### WHAT TO WORK ON:
Below are some records; retype all of them exactly.
------------------------------------
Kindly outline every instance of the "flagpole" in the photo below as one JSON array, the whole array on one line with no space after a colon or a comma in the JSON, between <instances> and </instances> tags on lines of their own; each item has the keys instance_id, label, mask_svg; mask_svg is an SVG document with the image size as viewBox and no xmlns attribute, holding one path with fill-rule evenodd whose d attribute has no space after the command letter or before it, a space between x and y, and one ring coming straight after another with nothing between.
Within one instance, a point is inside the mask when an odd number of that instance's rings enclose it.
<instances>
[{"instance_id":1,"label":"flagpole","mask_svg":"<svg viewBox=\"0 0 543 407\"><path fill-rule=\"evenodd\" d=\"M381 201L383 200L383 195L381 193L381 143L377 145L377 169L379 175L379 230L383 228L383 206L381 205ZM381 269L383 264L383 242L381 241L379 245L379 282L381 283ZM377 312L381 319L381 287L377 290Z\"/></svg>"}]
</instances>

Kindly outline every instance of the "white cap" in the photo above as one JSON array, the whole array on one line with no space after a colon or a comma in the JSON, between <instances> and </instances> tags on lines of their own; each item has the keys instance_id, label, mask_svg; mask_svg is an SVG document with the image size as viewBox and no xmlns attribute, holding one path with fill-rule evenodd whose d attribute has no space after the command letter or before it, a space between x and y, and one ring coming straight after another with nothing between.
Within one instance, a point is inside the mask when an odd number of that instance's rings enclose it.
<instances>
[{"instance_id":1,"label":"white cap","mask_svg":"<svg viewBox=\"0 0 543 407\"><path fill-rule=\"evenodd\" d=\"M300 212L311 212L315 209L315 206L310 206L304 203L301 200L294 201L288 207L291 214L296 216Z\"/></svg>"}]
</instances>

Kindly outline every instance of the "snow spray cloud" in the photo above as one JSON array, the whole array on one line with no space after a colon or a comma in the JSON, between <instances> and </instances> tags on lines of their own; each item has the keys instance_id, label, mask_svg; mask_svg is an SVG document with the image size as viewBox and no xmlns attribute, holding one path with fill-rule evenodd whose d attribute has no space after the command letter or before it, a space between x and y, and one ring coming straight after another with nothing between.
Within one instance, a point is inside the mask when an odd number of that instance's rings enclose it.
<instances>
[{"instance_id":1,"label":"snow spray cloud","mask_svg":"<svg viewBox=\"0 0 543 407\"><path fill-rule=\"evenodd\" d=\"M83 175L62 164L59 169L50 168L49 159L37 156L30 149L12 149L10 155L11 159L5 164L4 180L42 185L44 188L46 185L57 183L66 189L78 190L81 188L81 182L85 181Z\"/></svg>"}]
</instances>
------------------------------------
### WRITTEN RESPONSE:
Kindly outline every instance of the "flagpole" in the photo below as one JSON array, the whole array on one line with no space after a colon or a comma in the JSON, between <instances> and </instances> tags on lines of their own; each item has the keys instance_id, label, mask_svg; mask_svg is an SVG document with the image size as viewBox and no xmlns attribute, holding one path with fill-rule evenodd whose d attribute has no space after the command letter or before it, a space between x and y, and one ring coming straight after another with nothing between.
Within one instance, a point is inside the mask when an odd number of that instance's rings enclose it.
<instances>
[{"instance_id":1,"label":"flagpole","mask_svg":"<svg viewBox=\"0 0 543 407\"><path fill-rule=\"evenodd\" d=\"M381 201L383 200L383 195L381 193L381 143L377 145L377 169L379 175L379 230L383 228L383 206L381 205ZM381 269L383 264L383 242L381 241L379 245L379 282L381 283ZM377 312L381 319L381 287L377 290Z\"/></svg>"}]
</instances>

Kindly outline every instance of the "white cap" in the photo above as one JSON array, the whole array on one line with no space after a colon or a comma in the JSON, between <instances> and </instances> tags on lines of their own; each item has the keys instance_id, label, mask_svg; mask_svg is an SVG document with the image size as viewBox and no xmlns attribute, holding one path with fill-rule evenodd whose d attribute has no space after the command letter or before it, a space between x and y, and one ring coming straight after another with nothing between.
Within one instance, a point is inside the mask when an odd number of that instance's rings enclose it.
<instances>
[{"instance_id":1,"label":"white cap","mask_svg":"<svg viewBox=\"0 0 543 407\"><path fill-rule=\"evenodd\" d=\"M300 212L311 212L315 209L315 206L310 206L304 203L301 200L294 201L288 207L291 214L296 216Z\"/></svg>"}]
</instances>

Kindly outline every instance of the "snow spray cloud" in the photo above as one JSON array, the whole array on one line with no space after a colon or a comma in the JSON, between <instances> and </instances> tags on lines of their own; each item has the keys instance_id, label, mask_svg; mask_svg is an SVG document with the image size as viewBox and no xmlns attribute, holding one path with fill-rule evenodd whose d attribute has no space after the command letter or before it, a space between x and y, and one ring coming straight after another with nothing between.
Within one instance, a point is inside the mask when an odd number of that instance's rings enclose it.
<instances>
[{"instance_id":1,"label":"snow spray cloud","mask_svg":"<svg viewBox=\"0 0 543 407\"><path fill-rule=\"evenodd\" d=\"M83 175L62 164L59 169L50 168L49 159L37 156L30 149L12 149L10 155L11 159L5 164L4 180L42 185L44 188L46 185L57 183L66 189L78 190L81 188L81 182L85 181Z\"/></svg>"}]
</instances>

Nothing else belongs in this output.